● PROBLEM REQUIREMENTS
Every line from the line containing "If you could point to the background" through the final line below is to be repeated exactly; no other line is.

● GIVEN DATA
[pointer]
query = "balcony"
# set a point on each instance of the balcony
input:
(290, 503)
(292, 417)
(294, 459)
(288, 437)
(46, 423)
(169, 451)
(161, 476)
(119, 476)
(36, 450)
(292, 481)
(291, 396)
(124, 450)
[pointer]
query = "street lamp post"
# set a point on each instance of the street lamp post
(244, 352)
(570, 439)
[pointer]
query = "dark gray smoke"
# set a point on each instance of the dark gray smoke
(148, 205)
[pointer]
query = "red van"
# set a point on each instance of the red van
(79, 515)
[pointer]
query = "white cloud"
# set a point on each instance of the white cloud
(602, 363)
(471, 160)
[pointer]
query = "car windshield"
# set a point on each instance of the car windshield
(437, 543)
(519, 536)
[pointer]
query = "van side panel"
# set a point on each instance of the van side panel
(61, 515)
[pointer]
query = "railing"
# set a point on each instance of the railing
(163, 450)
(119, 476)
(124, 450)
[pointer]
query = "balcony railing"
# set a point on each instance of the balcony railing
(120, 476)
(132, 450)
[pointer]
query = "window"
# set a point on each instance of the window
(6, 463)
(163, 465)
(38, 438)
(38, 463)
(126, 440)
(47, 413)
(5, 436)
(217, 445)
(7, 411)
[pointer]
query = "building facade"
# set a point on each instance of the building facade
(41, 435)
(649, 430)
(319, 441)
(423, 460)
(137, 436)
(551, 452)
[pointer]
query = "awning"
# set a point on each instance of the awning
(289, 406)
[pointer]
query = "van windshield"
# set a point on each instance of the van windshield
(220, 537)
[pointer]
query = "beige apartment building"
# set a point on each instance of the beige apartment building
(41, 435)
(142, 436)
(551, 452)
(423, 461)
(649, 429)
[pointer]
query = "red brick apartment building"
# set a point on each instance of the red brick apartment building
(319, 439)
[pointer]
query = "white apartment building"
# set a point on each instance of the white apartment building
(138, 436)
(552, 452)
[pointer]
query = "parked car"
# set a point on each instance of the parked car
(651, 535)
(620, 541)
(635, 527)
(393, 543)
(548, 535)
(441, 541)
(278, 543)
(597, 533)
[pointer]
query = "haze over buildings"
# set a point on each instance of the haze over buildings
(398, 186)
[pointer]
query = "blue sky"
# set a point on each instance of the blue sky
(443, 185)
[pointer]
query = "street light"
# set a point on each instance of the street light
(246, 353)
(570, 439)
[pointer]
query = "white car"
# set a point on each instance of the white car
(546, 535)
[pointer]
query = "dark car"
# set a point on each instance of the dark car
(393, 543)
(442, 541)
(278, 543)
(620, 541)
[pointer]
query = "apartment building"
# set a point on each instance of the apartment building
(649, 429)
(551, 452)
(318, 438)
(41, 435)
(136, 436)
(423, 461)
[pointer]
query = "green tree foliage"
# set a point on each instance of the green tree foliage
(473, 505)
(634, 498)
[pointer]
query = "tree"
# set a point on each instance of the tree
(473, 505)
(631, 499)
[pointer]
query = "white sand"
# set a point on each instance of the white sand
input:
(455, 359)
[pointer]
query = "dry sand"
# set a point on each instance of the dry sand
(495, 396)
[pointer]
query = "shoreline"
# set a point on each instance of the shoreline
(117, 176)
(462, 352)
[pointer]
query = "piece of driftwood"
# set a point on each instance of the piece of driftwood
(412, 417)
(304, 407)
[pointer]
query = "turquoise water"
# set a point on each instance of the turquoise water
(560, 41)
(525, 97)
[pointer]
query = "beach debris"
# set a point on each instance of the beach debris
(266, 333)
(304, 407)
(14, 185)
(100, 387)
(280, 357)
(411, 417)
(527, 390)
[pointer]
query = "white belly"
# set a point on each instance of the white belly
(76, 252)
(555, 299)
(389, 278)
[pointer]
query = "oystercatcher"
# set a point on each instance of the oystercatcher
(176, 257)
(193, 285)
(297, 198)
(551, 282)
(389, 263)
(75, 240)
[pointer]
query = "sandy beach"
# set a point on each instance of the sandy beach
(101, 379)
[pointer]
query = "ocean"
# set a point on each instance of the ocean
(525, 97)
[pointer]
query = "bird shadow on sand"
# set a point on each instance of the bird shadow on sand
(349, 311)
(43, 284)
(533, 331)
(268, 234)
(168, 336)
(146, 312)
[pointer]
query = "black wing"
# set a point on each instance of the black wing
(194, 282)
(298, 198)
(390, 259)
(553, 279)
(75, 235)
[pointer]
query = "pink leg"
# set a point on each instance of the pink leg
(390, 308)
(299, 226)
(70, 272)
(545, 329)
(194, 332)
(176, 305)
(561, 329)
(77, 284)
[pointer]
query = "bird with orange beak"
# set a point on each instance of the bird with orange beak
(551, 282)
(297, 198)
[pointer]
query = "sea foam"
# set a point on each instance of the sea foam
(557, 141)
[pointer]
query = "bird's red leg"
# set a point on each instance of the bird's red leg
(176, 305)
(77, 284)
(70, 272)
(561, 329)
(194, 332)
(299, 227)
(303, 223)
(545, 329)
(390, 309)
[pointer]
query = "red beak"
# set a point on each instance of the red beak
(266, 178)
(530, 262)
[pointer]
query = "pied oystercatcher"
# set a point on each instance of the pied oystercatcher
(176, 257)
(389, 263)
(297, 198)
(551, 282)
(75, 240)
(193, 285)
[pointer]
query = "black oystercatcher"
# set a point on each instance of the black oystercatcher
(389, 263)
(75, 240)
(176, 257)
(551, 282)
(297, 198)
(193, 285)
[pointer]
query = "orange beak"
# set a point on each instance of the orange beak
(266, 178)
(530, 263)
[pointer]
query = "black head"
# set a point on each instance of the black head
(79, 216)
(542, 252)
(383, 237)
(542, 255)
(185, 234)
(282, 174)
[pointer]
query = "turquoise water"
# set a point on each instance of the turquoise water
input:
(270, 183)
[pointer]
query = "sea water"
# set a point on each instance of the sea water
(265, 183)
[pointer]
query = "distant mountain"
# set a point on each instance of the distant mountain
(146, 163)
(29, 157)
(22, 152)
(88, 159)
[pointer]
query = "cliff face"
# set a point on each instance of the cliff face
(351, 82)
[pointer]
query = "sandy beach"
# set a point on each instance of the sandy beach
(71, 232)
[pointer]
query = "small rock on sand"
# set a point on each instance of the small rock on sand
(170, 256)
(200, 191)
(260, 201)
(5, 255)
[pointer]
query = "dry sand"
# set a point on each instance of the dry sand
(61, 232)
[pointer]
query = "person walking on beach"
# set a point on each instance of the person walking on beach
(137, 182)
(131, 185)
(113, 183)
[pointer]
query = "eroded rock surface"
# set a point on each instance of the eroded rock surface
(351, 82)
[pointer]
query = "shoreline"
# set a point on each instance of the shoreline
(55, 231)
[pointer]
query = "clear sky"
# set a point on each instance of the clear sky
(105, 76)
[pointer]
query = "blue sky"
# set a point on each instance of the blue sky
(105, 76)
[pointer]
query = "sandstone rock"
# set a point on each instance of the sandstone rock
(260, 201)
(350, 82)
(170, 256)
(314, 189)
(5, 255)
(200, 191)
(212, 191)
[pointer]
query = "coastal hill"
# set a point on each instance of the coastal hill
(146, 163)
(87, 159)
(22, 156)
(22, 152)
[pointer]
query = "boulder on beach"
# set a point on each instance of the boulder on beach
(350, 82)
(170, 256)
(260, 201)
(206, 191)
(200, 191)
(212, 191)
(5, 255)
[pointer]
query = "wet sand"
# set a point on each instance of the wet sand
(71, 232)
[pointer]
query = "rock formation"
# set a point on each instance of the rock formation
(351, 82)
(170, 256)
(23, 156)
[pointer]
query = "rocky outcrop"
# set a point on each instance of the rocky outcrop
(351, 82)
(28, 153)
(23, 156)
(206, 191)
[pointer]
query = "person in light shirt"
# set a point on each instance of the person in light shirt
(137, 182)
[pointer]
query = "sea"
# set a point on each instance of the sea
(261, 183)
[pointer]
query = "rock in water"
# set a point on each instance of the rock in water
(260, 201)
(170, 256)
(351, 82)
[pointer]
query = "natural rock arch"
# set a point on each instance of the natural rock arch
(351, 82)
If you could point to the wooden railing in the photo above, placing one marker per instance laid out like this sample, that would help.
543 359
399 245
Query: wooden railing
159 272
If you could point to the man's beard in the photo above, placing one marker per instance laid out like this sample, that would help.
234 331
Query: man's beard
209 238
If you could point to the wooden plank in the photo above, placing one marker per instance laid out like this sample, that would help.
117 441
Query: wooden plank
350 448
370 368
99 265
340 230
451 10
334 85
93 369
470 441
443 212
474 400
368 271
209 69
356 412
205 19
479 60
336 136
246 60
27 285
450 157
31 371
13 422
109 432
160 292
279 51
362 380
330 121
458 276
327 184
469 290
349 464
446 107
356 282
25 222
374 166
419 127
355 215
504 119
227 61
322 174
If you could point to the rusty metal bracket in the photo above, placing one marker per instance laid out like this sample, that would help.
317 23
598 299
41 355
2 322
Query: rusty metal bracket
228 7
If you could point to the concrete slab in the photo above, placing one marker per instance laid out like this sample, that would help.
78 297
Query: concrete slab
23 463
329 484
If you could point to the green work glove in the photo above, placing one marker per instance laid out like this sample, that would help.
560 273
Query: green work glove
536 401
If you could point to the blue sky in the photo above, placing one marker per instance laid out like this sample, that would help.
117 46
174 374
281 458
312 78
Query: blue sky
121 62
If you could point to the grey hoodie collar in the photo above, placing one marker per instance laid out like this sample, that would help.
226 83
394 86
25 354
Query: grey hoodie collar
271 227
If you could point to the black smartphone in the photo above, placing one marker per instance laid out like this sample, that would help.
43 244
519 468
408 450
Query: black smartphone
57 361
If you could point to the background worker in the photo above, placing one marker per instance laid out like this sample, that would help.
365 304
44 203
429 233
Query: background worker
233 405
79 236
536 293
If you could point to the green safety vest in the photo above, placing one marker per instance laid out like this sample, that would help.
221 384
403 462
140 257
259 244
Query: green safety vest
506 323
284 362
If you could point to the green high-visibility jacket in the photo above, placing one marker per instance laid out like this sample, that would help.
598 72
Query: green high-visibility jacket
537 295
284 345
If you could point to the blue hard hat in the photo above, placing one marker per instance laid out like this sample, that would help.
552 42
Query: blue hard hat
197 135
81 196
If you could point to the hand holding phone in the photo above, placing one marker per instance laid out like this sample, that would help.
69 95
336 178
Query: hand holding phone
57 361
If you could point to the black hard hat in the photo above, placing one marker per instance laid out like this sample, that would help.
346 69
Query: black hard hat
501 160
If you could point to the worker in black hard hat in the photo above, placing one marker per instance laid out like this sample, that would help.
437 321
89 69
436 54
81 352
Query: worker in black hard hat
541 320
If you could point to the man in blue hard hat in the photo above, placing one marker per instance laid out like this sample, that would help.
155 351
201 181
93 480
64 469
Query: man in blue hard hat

● CORRECT RESULT
If you could point to the background worker in the photo above, placing one marker per instance laid out like this sample, that would help.
365 304
44 203
429 233
Query: background worker
233 405
79 236
536 293
If you could point to the green safety vest in the photo above, placing one marker per instance laid out like this sample, that would help.
221 384
403 462
140 257
259 244
Query: green safety vest
506 323
284 362
If you could point to the green high-visibility jacket in the photo above, placing one marker per instance laid out like this sample, that would help.
598 72
Query: green high-visibility jacket
537 295
284 345
If you could point to the blue hard hat in the photo above, placing one marker per instance laid out like this sample, that would help.
552 42
Query: blue hard hat
197 135
81 196
If you could point to the hand holding phone in the photo above, placing one marker per instance laid out like this sample, that would help.
69 95
336 178
Query: hand holding phone
57 361
If you could point to the black hard hat in the photo above, placing one marker per instance laid out like this sample, that would help.
346 69
Query: black hard hat
501 160
If you could point to the worker in black hard hat in the photo above, placing one marker per instance laid out like this sample, that would help.
437 321
89 69
436 54
81 352
Query: worker in black hard hat
541 320
If you could point to the man in blue hard hat in the photo above, placing one marker per instance laid out like this sample, that would help.
155 351
201 181
93 480
64 469
Query: man in blue hard hat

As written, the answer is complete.